■ JOBS:
**a.** According to the excerpted text on stranded gas, where do Nigeria's proved natural gas reserves rank in the world by size?
**b.** Give the number of lines in the records that contain the string "people", counting only matches with the same case.

This paper discusses the issues, constraints, trends and prospects for the economic development of stranded gas reserves, whose volumes and location are often considered as non-commercial and remote. It identifies the challenges, expounds the opportunities and explores strategies for effective resource gas utilisation. Key words: gas, stranded, reserves, development, opportunity. Introduction: Nigeria’s current proved natural gas reserves are approximately (182 TCF), making the country’s gas reserves the 7th largest in the world. The gas quality is high, without sulphur, low in CO2 and rich in liquids (condensate) content.

However, substantial amounts of the gas are still flared and the country is still among the nations flaring the most gas. Stranded gas generally may be described as any gas resource that is uneconomic to monetize. The set of stranded gas therefore encompasses flared associated-gas; gas that are re-injected purely for regulatory compliance, rather than for reservoir pressure maintenance; gas caps, which are not accessible until much after the production of oil; remote gas reserves which are difficult or costly to access; small gas reserve volumes, which are considered non-commercial for development.

■ TASK MATERIAL:
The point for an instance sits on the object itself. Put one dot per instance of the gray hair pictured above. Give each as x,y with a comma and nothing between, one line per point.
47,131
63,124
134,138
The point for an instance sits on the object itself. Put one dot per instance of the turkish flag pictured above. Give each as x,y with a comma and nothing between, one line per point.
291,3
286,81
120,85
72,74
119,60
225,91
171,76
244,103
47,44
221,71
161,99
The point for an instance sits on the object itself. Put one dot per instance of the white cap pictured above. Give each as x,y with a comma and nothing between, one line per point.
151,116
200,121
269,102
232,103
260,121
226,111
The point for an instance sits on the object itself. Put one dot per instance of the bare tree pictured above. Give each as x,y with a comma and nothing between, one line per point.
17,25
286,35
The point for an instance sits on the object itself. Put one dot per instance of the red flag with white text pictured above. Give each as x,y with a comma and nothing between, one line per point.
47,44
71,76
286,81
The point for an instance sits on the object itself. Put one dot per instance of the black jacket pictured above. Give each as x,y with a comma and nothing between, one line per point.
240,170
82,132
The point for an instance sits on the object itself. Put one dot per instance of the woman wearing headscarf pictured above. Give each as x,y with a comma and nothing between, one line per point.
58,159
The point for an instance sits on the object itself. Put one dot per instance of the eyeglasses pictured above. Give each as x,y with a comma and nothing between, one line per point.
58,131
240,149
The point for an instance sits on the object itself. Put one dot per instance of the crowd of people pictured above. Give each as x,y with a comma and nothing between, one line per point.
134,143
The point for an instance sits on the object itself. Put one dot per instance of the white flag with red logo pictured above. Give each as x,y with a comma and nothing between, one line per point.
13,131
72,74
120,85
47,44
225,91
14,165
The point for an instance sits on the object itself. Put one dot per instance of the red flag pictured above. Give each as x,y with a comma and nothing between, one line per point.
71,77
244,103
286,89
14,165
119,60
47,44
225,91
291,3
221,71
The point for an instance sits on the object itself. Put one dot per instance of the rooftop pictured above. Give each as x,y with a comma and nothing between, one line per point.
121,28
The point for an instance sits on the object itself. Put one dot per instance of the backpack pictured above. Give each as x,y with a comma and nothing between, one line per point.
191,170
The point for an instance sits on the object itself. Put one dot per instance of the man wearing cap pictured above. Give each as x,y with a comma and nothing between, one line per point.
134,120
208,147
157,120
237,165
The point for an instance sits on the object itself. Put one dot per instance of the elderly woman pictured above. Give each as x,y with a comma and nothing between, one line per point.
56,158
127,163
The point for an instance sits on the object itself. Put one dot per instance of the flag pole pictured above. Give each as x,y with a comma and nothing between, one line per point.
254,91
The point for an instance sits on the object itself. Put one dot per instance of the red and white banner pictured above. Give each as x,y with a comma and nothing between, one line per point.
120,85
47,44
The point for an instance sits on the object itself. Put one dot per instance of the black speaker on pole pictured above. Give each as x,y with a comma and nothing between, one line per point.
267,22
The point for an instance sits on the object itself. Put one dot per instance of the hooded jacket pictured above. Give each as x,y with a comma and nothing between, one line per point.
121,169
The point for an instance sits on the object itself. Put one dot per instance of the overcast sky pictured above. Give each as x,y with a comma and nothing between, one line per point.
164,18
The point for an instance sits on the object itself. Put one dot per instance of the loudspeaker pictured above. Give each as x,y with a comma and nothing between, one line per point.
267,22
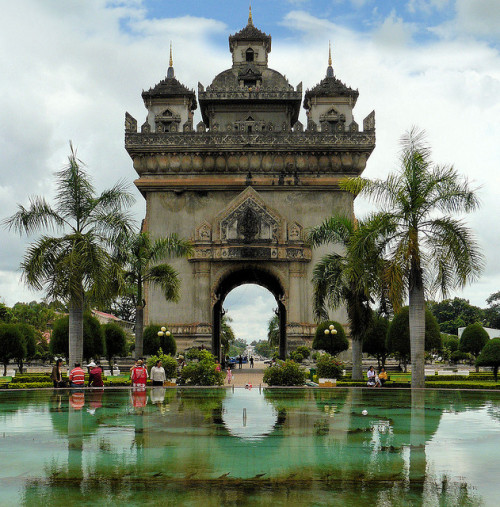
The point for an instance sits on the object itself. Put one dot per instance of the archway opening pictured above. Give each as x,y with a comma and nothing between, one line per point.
249,277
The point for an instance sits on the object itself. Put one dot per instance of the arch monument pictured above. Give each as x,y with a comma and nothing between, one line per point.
244,185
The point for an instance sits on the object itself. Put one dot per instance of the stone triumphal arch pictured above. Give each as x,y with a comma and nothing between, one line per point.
245,184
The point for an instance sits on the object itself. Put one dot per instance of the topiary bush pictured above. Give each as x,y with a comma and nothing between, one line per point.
331,343
328,366
202,373
473,339
285,373
153,342
169,363
398,335
305,351
490,356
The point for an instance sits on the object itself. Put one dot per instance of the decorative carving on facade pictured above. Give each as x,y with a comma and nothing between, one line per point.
248,219
202,140
130,123
204,232
298,127
369,122
311,126
295,232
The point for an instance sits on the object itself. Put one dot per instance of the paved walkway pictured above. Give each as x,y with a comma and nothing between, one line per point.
247,374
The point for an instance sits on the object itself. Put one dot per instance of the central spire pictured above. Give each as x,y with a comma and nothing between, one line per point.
170,71
329,70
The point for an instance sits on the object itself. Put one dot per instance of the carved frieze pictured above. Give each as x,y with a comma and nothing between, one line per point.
294,232
248,219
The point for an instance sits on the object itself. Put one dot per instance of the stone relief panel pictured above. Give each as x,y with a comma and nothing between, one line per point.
295,232
204,232
248,220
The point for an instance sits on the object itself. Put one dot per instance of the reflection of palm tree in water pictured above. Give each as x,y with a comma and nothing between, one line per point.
418,462
75,435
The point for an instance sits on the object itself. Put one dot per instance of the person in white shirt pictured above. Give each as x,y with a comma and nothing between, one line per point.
371,376
158,374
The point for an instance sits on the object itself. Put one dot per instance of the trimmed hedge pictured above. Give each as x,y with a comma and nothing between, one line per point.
30,385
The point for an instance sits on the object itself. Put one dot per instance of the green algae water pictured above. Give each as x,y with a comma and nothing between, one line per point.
249,447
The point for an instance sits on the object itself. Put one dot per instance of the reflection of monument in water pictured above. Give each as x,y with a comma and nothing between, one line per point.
244,184
318,439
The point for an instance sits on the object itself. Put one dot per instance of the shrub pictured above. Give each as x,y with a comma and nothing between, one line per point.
473,339
202,373
398,336
12,344
490,356
285,373
458,355
116,341
192,353
329,367
332,343
169,363
305,351
153,342
93,338
296,356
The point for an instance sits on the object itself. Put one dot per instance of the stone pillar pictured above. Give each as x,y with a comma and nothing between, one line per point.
201,292
295,293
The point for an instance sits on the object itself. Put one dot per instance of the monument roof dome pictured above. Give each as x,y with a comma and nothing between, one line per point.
250,34
270,79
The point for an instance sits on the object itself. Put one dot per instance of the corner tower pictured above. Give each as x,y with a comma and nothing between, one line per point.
244,185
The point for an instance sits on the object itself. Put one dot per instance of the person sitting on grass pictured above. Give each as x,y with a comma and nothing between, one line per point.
382,377
371,377
95,376
77,376
139,375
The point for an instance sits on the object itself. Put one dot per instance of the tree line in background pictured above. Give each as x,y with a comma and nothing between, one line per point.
410,248
98,260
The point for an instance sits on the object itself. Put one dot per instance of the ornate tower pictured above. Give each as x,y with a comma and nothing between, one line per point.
245,185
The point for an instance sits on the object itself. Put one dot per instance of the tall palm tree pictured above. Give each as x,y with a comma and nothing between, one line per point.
143,259
79,263
425,248
346,279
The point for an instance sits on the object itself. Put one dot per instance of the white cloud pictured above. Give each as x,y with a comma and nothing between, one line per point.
426,6
393,31
478,17
72,72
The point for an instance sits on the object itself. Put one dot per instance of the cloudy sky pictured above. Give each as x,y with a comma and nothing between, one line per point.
71,68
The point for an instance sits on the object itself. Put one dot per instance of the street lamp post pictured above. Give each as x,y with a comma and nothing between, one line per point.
331,331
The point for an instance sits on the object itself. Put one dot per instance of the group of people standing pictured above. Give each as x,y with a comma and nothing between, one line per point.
375,380
77,375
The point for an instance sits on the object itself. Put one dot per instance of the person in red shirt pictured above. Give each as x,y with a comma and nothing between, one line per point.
139,375
95,376
77,376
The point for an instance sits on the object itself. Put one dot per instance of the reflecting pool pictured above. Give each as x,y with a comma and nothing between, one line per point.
249,447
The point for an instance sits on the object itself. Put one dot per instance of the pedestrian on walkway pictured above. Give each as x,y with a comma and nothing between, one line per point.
77,376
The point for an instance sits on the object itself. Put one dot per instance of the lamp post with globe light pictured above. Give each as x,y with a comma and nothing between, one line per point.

■ TASK-BY-TASK ANSWERS:
**a.** They are the 7th largest in the world.

**b.** 2